### Task description:
Every line from the line containing "Please mark the boy in green" through the final line below must be returned exactly, and no other line.

Data excerpts START

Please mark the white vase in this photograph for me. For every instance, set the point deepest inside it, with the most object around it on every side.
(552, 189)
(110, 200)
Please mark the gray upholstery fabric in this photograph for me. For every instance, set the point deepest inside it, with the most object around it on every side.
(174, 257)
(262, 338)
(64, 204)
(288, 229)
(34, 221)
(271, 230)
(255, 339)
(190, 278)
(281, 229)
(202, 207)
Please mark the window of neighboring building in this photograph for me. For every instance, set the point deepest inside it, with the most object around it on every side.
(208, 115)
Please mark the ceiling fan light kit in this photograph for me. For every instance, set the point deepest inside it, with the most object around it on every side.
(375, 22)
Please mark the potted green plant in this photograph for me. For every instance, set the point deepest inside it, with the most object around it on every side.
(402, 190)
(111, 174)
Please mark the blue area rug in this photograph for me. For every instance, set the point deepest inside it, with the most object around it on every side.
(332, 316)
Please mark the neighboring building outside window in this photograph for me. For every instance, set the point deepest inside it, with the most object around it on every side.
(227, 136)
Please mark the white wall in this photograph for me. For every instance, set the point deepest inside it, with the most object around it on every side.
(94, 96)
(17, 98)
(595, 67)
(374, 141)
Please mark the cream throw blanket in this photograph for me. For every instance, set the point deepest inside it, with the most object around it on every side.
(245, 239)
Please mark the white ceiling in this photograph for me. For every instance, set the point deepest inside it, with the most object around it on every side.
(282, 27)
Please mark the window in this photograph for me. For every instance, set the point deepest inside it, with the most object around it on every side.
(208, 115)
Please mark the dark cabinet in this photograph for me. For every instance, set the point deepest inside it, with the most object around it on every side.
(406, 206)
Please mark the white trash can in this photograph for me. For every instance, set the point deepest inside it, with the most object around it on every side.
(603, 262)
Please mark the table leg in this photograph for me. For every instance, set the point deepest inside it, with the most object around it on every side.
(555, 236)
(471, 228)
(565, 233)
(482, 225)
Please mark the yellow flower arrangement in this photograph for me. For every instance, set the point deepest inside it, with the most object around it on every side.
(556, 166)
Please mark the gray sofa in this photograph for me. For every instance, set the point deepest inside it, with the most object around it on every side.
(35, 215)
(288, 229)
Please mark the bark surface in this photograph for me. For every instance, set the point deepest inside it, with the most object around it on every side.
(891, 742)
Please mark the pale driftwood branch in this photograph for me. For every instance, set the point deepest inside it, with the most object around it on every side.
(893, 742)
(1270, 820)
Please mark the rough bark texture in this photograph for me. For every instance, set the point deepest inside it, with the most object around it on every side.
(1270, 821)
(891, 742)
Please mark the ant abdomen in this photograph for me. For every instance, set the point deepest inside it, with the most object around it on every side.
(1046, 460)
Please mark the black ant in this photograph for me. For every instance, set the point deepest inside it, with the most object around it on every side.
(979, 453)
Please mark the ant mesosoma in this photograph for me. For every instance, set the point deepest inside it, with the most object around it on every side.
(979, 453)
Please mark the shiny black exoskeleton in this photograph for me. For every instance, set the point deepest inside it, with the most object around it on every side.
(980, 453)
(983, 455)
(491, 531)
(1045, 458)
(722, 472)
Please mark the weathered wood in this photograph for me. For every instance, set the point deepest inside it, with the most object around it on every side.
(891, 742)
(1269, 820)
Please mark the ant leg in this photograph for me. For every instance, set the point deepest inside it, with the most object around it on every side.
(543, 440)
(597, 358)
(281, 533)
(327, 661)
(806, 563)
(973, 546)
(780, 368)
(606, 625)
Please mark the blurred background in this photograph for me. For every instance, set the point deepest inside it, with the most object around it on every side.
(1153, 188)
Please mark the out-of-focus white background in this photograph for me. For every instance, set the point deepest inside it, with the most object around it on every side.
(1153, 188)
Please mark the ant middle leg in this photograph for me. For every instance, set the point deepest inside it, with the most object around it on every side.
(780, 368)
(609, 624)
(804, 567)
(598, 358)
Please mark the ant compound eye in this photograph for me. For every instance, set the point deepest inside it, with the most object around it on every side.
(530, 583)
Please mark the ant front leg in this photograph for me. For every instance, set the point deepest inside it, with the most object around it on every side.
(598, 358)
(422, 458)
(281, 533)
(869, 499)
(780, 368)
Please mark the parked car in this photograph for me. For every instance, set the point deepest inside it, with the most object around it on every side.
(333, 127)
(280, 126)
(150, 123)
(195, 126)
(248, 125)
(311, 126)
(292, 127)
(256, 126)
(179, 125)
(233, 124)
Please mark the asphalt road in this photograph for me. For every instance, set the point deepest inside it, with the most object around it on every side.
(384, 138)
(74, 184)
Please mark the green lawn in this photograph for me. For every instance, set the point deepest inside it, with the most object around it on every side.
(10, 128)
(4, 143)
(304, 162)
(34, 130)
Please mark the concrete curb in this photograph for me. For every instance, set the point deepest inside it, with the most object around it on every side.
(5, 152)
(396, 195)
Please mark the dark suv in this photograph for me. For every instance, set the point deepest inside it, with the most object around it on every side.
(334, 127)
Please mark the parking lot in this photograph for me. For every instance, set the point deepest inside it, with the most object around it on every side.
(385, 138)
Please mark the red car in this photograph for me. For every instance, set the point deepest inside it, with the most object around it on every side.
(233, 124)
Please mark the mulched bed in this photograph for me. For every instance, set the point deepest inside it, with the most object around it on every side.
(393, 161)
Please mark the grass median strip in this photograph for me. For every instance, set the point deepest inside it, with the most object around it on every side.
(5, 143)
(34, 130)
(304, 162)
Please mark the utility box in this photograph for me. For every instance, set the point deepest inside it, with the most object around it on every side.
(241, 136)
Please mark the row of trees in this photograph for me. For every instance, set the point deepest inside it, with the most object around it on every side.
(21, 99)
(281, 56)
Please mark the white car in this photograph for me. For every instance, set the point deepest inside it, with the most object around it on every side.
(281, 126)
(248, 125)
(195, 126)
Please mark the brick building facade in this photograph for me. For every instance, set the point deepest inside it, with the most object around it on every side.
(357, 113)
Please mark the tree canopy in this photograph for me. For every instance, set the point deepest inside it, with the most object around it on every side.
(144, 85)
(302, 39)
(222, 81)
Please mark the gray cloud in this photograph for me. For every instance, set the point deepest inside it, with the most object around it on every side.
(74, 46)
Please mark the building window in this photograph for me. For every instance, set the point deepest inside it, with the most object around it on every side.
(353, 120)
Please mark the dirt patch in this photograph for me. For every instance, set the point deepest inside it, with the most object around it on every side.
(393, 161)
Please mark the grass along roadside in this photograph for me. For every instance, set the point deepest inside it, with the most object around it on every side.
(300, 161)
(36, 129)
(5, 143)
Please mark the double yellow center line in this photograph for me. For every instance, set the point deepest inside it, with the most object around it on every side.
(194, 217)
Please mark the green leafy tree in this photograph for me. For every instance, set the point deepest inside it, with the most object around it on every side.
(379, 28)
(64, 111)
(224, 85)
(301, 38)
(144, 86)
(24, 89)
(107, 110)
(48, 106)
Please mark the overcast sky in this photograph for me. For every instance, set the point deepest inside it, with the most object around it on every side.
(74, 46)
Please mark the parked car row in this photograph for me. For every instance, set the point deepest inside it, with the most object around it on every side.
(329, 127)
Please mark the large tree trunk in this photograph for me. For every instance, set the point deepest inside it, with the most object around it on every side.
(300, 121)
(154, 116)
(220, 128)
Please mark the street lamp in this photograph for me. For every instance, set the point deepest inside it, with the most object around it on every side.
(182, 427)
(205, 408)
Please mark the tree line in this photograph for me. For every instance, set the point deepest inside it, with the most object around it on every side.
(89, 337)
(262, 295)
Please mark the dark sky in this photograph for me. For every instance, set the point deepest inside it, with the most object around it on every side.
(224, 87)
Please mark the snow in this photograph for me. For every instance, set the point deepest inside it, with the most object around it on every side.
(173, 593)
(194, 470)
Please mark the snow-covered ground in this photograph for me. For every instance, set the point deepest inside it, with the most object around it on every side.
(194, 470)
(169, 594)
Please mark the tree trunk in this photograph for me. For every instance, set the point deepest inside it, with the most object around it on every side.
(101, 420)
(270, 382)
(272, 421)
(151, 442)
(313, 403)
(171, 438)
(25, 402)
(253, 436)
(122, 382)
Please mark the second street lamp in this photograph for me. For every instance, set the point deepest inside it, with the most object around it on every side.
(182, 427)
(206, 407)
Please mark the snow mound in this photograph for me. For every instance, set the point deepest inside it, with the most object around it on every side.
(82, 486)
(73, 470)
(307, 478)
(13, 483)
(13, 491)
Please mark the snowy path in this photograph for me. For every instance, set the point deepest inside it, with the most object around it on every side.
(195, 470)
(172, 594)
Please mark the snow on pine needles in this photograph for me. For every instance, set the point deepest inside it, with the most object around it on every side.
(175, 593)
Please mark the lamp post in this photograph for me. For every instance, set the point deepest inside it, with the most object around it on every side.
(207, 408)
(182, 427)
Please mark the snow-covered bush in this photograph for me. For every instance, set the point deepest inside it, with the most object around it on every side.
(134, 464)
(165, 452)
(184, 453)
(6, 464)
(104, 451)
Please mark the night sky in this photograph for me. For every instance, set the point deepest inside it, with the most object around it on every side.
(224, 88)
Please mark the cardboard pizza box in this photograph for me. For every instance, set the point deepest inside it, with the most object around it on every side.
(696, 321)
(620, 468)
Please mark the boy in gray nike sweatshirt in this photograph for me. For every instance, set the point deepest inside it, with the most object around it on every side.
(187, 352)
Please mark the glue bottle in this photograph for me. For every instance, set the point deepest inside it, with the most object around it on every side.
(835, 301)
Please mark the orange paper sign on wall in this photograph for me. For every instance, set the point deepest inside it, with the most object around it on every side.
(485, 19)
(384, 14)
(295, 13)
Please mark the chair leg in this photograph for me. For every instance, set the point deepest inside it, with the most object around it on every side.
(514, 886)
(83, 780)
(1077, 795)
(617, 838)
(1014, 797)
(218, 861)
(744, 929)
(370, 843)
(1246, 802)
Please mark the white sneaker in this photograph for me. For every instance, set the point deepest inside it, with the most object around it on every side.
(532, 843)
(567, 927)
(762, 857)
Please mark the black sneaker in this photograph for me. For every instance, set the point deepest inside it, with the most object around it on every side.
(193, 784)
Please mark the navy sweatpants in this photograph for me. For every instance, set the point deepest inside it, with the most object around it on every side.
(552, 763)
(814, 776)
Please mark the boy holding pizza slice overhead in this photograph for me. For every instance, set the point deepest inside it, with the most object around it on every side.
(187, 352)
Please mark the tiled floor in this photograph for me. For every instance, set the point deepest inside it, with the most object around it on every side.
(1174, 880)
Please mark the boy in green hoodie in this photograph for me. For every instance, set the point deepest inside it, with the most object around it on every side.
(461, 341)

Data excerpts END

### Written response:
Please mark the boy in green hoodie in this photograph for me. For every instance, set the point deepest inside it, with the most object around it on every side.
(461, 341)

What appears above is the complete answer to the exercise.